→ **Stated task**
Return every line of the following data verbatim.

---- Materials provided

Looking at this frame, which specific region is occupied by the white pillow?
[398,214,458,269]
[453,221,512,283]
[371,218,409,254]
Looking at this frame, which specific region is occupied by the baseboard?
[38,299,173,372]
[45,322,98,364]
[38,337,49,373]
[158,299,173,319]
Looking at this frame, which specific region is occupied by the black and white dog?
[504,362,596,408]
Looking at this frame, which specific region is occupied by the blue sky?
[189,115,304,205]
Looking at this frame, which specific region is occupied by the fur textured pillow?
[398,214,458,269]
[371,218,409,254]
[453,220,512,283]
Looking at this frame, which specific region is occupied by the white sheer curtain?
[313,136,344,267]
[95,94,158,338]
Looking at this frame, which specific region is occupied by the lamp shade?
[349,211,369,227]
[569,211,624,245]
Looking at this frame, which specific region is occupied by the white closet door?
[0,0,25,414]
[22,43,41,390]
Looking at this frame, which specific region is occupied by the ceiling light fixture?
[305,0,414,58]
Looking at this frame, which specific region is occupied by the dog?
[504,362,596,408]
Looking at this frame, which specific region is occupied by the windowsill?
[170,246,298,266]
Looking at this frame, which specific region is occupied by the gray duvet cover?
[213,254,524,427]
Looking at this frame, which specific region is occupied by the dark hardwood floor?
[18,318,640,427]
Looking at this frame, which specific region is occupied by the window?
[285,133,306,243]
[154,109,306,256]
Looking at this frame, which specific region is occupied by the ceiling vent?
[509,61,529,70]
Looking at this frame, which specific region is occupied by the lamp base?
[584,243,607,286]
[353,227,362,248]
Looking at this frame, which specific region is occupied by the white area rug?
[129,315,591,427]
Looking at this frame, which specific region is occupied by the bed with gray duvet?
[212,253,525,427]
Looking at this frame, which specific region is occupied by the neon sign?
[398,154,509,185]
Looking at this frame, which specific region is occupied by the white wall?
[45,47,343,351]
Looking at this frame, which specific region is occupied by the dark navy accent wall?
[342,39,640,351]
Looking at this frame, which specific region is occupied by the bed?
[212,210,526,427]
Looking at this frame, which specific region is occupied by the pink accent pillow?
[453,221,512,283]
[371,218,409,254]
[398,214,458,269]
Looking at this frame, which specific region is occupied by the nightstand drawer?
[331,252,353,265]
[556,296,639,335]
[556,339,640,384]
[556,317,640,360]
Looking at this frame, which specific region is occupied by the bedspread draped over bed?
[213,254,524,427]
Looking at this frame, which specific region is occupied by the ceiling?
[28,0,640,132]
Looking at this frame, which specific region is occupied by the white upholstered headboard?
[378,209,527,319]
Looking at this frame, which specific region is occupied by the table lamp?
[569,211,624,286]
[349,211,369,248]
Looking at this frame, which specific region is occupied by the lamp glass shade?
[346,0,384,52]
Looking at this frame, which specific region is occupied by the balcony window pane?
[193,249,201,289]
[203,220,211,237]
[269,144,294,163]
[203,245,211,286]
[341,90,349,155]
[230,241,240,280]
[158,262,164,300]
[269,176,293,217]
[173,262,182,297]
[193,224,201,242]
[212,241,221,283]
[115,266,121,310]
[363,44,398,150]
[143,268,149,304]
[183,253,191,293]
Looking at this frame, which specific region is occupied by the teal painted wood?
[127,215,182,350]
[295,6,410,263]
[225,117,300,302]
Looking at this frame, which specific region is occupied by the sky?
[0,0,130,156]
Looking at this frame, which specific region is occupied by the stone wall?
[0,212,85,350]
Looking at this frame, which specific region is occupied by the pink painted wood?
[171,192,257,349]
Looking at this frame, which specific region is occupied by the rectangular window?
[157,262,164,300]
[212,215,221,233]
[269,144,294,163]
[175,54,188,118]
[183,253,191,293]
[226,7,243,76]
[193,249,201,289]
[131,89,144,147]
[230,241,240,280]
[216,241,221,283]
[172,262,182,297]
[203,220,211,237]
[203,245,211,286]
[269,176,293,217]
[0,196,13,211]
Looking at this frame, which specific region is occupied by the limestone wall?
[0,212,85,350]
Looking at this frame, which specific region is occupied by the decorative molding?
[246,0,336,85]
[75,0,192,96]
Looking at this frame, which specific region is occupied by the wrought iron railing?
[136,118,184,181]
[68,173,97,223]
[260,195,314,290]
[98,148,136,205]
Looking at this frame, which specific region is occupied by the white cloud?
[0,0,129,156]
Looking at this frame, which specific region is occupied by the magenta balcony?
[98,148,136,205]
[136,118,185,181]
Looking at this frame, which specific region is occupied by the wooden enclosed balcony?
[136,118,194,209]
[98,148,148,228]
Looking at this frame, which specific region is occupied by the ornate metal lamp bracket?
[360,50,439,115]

--------

→ **Task answer**
Looking at this frame, which specific region is occupied by the white pillow?
[398,214,458,269]
[453,221,512,283]
[371,218,409,254]
Looking at this frame, which specific region is occupied by the baseboard?
[38,299,173,372]
[45,322,98,364]
[38,337,49,373]
[158,299,173,319]
Looking at this frame, which specific region is occupied by the black and white dog?
[504,362,596,408]
Looking at this frame, which specific region is occupied by the blue sky?
[189,115,304,205]
Looking at this frame, which specific region is occupied by the fur textured pillow?
[398,214,458,269]
[371,218,409,254]
[453,220,512,283]
Looking at this frame, which specific region is occupied by the white sheer curtain?
[313,136,344,267]
[95,94,158,338]
Looking at this frame, which specific region is occupied by the lamp shade?
[349,211,369,227]
[569,211,624,245]
Looking at this frame, which specific region is occupied by the white closet door?
[0,0,25,414]
[22,43,41,390]
Looking at this frame, which specific region is occupied by the ceiling light fixture?
[305,0,414,58]
Looking at this frame, which specific region is occupied by the dog?
[504,362,596,408]
Looking at this frame, which specific region is occupied by the windowsill?
[170,246,298,266]
Looking at this frame, which specific region is occupied by the gray duvet cover?
[213,254,524,427]
Looking at this frame, which specific region is occupied by the dark hardwood floor?
[18,318,640,427]
Looking at this frame, which specific region is occupied by the window?
[285,133,306,243]
[154,109,306,256]
Looking at this frame, which specific region is occupied by the ceiling vent?
[509,61,529,70]
Looking at this frame, which specific region is occupied by the lamp base?
[584,243,607,286]
[353,227,362,248]
Looking at this frame, which specific region is occupied by the white area rug?
[129,315,591,427]
Looking at this frame, which specific region is occupied by the bed with gray duvet?
[212,253,525,427]
Looking at this frame, which specific region is occupied by the neon sign?
[398,154,509,185]
Looking at this frame, which specific region is occupied by the white wall?
[45,47,343,351]
Looking at this frame, which specific region is occupied by the dark navy accent wall?
[342,39,640,351]
Looking at this frame, which specific region is occupied by the bed?
[212,210,526,427]
Looking at this frame, which specific region is occupied by the pink accent pillow?
[453,221,512,283]
[371,218,409,254]
[398,214,458,269]
Looking at this frame, which specific region is occupied by the nightstand drawer?
[331,252,353,265]
[556,296,639,335]
[556,339,640,384]
[556,317,640,360]
Looking at this frame, which specific region is occupied by the bedspread draped over bed?
[213,254,524,427]
Looking at this frame, which specific region is occupied by the ceiling?
[28,0,640,132]
Looking at this frame, which specific region is occupied by the white upholstered headboard?
[378,209,527,319]
Looking at this frame, which specific region is occupied by the table lamp?
[569,211,624,286]
[349,211,369,248]
Looking at this frame, which specific region is occupied by the lamp glass shade?
[346,0,384,52]
Looking at this frame, which specific region is occupied by the balcony window pane?
[193,249,201,289]
[203,220,211,237]
[269,144,294,163]
[203,245,211,286]
[341,90,349,155]
[230,241,240,280]
[158,262,164,300]
[269,176,293,217]
[173,262,182,297]
[193,224,201,242]
[212,241,221,283]
[115,266,121,310]
[363,44,398,150]
[143,268,149,304]
[183,253,191,293]
Looking at this frame, which specific region is occupied by the teal painted wood?
[127,215,182,350]
[295,6,410,263]
[225,117,300,302]
Looking at this frame, which specific region is occupied by the sky?
[0,0,130,156]
Looking at this frame, which specific region is occupied by the stone wall?
[0,212,85,350]
Looking at this frame, which specific region is occupied by the pink painted wood?
[171,192,257,349]
Looking at this frame, which specific region is occupied by the rectangular window?
[157,262,164,300]
[212,215,221,233]
[269,144,294,163]
[175,54,188,118]
[183,253,191,293]
[226,7,243,76]
[193,249,201,289]
[131,89,144,147]
[230,241,240,280]
[216,241,221,283]
[172,262,182,297]
[203,220,211,237]
[203,245,211,286]
[269,176,293,217]
[0,196,13,211]
Looking at this frame, which specific region is occupied by the limestone wall?
[0,212,85,350]
Looking at this frame, which specific region is occupied by the decorative molding?
[246,0,336,85]
[75,0,192,96]
Looking at this frame, which specific region is occupied by the wrought iron railing?
[136,118,184,181]
[68,173,97,223]
[260,195,314,290]
[98,148,136,205]
Looking at this frame, which specific region is occupied by the white cloud?
[0,0,129,156]
Looking at this frame, which specific region is occupied by the magenta balcony?
[98,148,136,205]
[136,118,185,181]
Looking at this frame, which specific region is occupied by the wooden enclosed balcony?
[136,118,194,209]
[98,148,148,228]
Looking at this frame, which specific region is occupied by the ornate metal lamp bracket?
[360,50,439,115]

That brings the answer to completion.